Lesetext:
Okkultismus im Quadrat – Die vermeintliche Sicherheit der Evidence Based Medicine (EBM)

Gleich vorneweg, damit wir uns nicht falsch verstehen: Evidence Based Medicine (EBM) ist an sich eine gute Sache, wenn sie denn das ist, was sie ursprünglich sein sollte [1]:

1. Die beste momentan verfügbare wissenschaftliche Datenbasis
2. im Verein mit dem klinischen Urteil des Arztes, das
3. die Präferenz des Patienten berücksichtigt.

Wenn hierzulande das Wort EBM in den Mund genommen wird, vor allem von solchen Leuten, die nicht viel davon verstehen, wird aber meistens 2 und 3 vernachlässigt oder gar komplett weggelassen. Diese Leute lesen dann häufig „wissenschaftliche Datenbasis“ falsch als „Ergebnis randomisierter, placebokontrollierter, klinischer Studien“.

Gerade raschelt es ja in solcher Weise wieder im Blätterwald: die Liberalen Hochschulgruppen (LHG) Nordrhein-Westfalens werfen Barbara Steffens, der Ministerin für Gesundheit in NRW, vor, sie würde dem „Okkultismus“ Tür und Tor öffnen. Warum? Weil sie der Komplementärmedizin, vor allem der Homöopathie wohlgesonnen sei. „Okkultismus ist die Philosophie der dummen Kerle“, so zitieren die LHG aus NRW Adorno als Antwort auf derlei „okkultistischen Unsinn“.

Material:

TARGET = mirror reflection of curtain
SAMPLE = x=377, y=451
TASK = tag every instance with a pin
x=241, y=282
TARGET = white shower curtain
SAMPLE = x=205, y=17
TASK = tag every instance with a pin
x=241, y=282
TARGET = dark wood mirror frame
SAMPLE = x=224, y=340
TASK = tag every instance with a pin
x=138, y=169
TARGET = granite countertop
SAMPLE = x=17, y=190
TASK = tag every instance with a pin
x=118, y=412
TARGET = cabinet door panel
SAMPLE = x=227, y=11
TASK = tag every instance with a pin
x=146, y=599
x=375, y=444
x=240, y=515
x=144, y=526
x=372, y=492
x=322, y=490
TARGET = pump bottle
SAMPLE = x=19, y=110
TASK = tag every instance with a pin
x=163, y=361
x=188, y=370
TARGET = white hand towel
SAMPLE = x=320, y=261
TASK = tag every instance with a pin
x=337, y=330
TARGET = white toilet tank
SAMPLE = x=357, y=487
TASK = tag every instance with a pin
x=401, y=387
---
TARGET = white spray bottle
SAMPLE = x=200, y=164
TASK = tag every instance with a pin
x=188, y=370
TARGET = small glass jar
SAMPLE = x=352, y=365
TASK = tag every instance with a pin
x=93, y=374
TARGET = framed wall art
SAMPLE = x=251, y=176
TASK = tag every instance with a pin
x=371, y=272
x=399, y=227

Arbeitsauftrag: Wem werfen die Liberalen Hochschulgruppen Nordrhein-Westfalens im Lesetext vor, dem „Okkultismus“ Tür und Tor zu öffnen?

Lösung: Barbara Steffens, der Ministerin für Gesundheit in NRW.